• **Problem description**:
Rewrite every one of the items below, changing each "in this photograph" to "in this image" and leaving everything else unchanged. Omit the pictures from your answer.

※

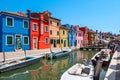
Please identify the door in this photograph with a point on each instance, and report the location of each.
(35, 40)
(55, 43)
(18, 42)
(64, 43)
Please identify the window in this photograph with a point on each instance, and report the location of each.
(57, 23)
(26, 40)
(61, 41)
(35, 27)
(9, 21)
(46, 40)
(41, 28)
(51, 41)
(58, 41)
(57, 32)
(25, 24)
(63, 32)
(46, 29)
(50, 22)
(9, 40)
(50, 32)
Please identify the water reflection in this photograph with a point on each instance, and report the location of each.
(48, 69)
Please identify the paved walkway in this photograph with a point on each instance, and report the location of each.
(113, 72)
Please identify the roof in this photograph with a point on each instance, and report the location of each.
(16, 14)
(55, 18)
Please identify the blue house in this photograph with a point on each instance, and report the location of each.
(14, 31)
(71, 35)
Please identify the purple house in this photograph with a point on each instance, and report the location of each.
(79, 37)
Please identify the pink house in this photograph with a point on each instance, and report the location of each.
(79, 37)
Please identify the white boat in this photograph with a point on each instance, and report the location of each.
(79, 72)
(18, 63)
(105, 58)
(59, 54)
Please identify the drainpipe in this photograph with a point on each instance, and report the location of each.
(4, 56)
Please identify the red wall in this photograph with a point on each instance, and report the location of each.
(41, 37)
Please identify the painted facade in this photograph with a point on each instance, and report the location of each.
(39, 31)
(54, 32)
(63, 37)
(71, 35)
(91, 37)
(79, 37)
(14, 29)
(85, 35)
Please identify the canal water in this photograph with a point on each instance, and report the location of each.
(51, 69)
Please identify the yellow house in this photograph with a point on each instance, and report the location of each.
(63, 37)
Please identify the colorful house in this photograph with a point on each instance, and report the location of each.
(79, 37)
(85, 35)
(91, 37)
(54, 32)
(71, 35)
(14, 31)
(63, 37)
(39, 31)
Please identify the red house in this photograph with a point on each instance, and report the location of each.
(85, 35)
(39, 31)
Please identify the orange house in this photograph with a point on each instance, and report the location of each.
(39, 31)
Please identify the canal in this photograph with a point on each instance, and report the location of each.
(51, 69)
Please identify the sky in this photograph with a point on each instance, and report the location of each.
(101, 15)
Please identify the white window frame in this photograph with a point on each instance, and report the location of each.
(23, 40)
(12, 19)
(41, 28)
(45, 28)
(23, 24)
(12, 40)
(45, 40)
(36, 26)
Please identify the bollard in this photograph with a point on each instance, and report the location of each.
(4, 56)
(98, 70)
(98, 67)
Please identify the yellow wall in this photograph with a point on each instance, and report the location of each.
(64, 36)
(54, 29)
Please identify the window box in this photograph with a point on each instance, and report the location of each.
(9, 40)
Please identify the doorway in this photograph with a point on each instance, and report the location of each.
(35, 41)
(18, 42)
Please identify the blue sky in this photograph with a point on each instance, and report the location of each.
(102, 15)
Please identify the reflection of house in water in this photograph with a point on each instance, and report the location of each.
(80, 56)
(48, 71)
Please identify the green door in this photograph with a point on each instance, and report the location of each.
(64, 43)
(18, 42)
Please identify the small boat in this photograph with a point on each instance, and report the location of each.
(54, 55)
(18, 63)
(79, 72)
(105, 57)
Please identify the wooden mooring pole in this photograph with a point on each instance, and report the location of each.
(4, 56)
(98, 67)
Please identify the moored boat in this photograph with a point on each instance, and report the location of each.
(18, 63)
(105, 56)
(59, 54)
(79, 72)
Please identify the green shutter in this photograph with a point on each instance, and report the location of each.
(9, 40)
(25, 40)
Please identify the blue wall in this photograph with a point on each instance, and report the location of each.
(17, 29)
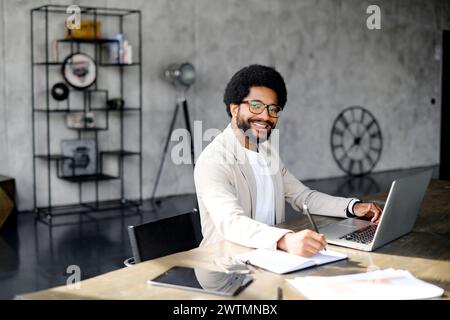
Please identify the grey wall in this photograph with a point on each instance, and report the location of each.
(329, 59)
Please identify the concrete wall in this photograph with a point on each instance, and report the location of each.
(329, 59)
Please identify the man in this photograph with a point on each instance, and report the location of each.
(242, 184)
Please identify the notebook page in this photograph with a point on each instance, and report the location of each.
(275, 260)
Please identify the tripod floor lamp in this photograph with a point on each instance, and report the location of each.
(182, 76)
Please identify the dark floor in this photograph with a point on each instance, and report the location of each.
(35, 256)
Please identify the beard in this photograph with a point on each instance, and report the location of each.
(255, 134)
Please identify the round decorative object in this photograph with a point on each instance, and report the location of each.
(79, 70)
(60, 91)
(356, 141)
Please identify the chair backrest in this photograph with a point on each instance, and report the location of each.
(166, 236)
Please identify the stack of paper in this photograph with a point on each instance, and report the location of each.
(388, 284)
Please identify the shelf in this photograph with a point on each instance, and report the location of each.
(81, 110)
(120, 153)
(94, 41)
(50, 114)
(112, 204)
(92, 177)
(86, 209)
(100, 64)
(99, 11)
(119, 64)
(47, 63)
(88, 129)
(52, 157)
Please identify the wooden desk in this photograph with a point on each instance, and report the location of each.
(425, 252)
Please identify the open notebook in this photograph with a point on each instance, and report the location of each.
(282, 262)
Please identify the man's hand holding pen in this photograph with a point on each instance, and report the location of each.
(303, 243)
(369, 210)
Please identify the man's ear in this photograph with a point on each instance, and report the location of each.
(234, 109)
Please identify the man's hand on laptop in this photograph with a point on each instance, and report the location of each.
(303, 243)
(368, 210)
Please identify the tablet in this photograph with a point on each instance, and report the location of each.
(202, 280)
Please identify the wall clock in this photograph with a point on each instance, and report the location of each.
(79, 70)
(356, 141)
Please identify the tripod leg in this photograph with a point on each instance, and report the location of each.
(188, 127)
(166, 146)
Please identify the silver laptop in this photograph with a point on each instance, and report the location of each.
(399, 215)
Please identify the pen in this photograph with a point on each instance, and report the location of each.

※

• **Solution to the problem**:
Please identify the door in this image with a point on each instance, and report the location of each.
(35, 40)
(55, 43)
(18, 42)
(64, 43)
Please identify the window in this image with a point on each instance, and report the location of each.
(57, 23)
(26, 40)
(61, 41)
(35, 27)
(9, 21)
(46, 40)
(41, 28)
(51, 41)
(58, 41)
(57, 32)
(25, 24)
(63, 32)
(46, 29)
(50, 22)
(9, 40)
(50, 32)
Please identify the water reflection in this image with a point on each instance, and report the location of each.
(48, 69)
Please identify the paved walkway in this image with a point on each instance, and report the location of each.
(113, 72)
Please identify the roof in this image with a point on each instance, and report the location of each.
(16, 14)
(55, 18)
Please identify the blue house in this image with a point on each instance, and report the location of each.
(14, 31)
(71, 35)
Please identify the purple house in this image with a point on each instance, and report the location of each.
(79, 37)
Please identify the pink house in this image with a point on each instance, and report the location of each.
(79, 37)
Please identify the white boat in this image with a point on each instance, and report the location of each.
(79, 72)
(18, 63)
(105, 58)
(59, 54)
Please identify the drainpipe in this image with a point on each instance, and report the location of each.
(4, 56)
Please identify the red wall in this image with a point on each instance, and report the location of each.
(41, 37)
Please identify the painted facade in this image with a point on each instance, and report the location of each.
(39, 31)
(54, 32)
(63, 37)
(71, 35)
(91, 37)
(79, 37)
(14, 29)
(85, 35)
Please identify the canal water in this image with a point on each instance, and report the location of each.
(51, 69)
Please identify the yellow house in this image with a point on each instance, and report the location of each.
(63, 37)
Please identify the colorful house in this image with a point on each instance, and report the location of each.
(79, 37)
(85, 35)
(91, 37)
(54, 32)
(71, 35)
(14, 31)
(63, 37)
(39, 31)
Please identify the red house in this image with a point on each instance, and report the location of each.
(85, 35)
(39, 31)
Please identify the orange house in this image with a point on each instance, and report the location of each.
(39, 31)
Please identify the canal in this image with a point on each instance, and report the location of each.
(51, 69)
Please identify the sky in this image with a point on each instance, and report the location of each.
(101, 15)
Please identify the white window frame in this image with a point on each instance, and report the location of each.
(23, 40)
(12, 19)
(41, 28)
(45, 28)
(23, 24)
(12, 40)
(45, 40)
(36, 26)
Please identify the bollard in this image with a point on each instance, and report the location of each.
(4, 56)
(98, 70)
(98, 67)
Please identify the yellow wall in this image with a point on each instance, and report the location of each.
(64, 36)
(54, 29)
Please identify the window box in this image with a point on each instance, and report the location of each.
(9, 40)
Please identify the doorway in this image with a point on each instance, and report the location of each.
(35, 41)
(18, 42)
Please identify the blue sky in this image with a point on each instance, and report the location of each.
(102, 15)
Please identify the reflection of house in water in this image with a point on each instance, and report the location of each.
(80, 56)
(48, 71)
Please identify the green door in this image with a point on each instance, and report the location of each.
(64, 43)
(18, 42)
Please identify the small boat in this image with a point on each instance, and report the location of each.
(54, 55)
(18, 63)
(79, 72)
(105, 57)
Please identify the wooden mooring pole in this image with a point on each instance, and report the location of each.
(4, 56)
(98, 67)
Please identify the moored boat in this image with a point on each instance, and report the location of each.
(18, 63)
(105, 56)
(59, 54)
(79, 72)
Please identify the green shutter in this image with a point on each instance, and report the location of each.
(9, 40)
(25, 40)
Please identify the blue wall in this image with a point on each instance, and report the location of each.
(17, 29)
Please identify the grey wall in this image with a point on each instance, and report the location of each.
(329, 59)
Please identify the concrete wall in this image with a point on each instance, and report the location of each.
(329, 59)
Please identify the man in this image with a point on each instance, and report the location of each.
(242, 184)
Please identify the notebook page in this image with a point on each instance, and report the location of each.
(275, 260)
Please identify the tripod floor lamp in this image with a point on each instance, and report the location of each.
(182, 76)
Please identify the dark floor in this image with a point on each instance, and report the location of each.
(35, 256)
Please identify the beard in this image with a point on each instance, and report the location of each.
(255, 134)
Please identify the round decorative object in this image with a point on each instance, and report the location of each.
(79, 70)
(60, 91)
(356, 141)
Please identify the chair backrest in this image with a point on each instance, and report the location of each.
(166, 236)
Please identify the stack of paper in this image with a point on each instance, and report the location of each.
(388, 284)
Please identify the shelf in this image with a point on each instance, and report the location of each.
(81, 110)
(120, 153)
(94, 41)
(50, 114)
(112, 204)
(92, 177)
(86, 209)
(100, 64)
(99, 11)
(119, 64)
(47, 63)
(88, 129)
(52, 157)
Please identify the wooden desk in this image with a point on each instance, and report the location of each.
(425, 252)
Please identify the open notebook in this image with a point on each instance, and report the location of each.
(282, 262)
Please identify the man's hand holding pen in this image with a point on each instance, and report the location of each.
(303, 243)
(369, 210)
Please identify the man's ear in this image with a point on each instance, and report the location of each.
(234, 109)
Please identify the man's hand on laptop in this image with a point on each instance, and report the location of each.
(303, 243)
(368, 210)
Please identify the tablet in this image with a point on each instance, and report the location of each.
(202, 280)
Please identify the wall clock in this image with a point on each instance, and report the location of each.
(79, 70)
(356, 141)
Please identify the tripod leg in this image with a point on each instance, and report the location of each.
(188, 127)
(166, 146)
Please identify the silver laptop in this image with a point on each instance, and report the location of each.
(399, 215)
Please identify the pen in this image with a point on each instance, and report the location of each.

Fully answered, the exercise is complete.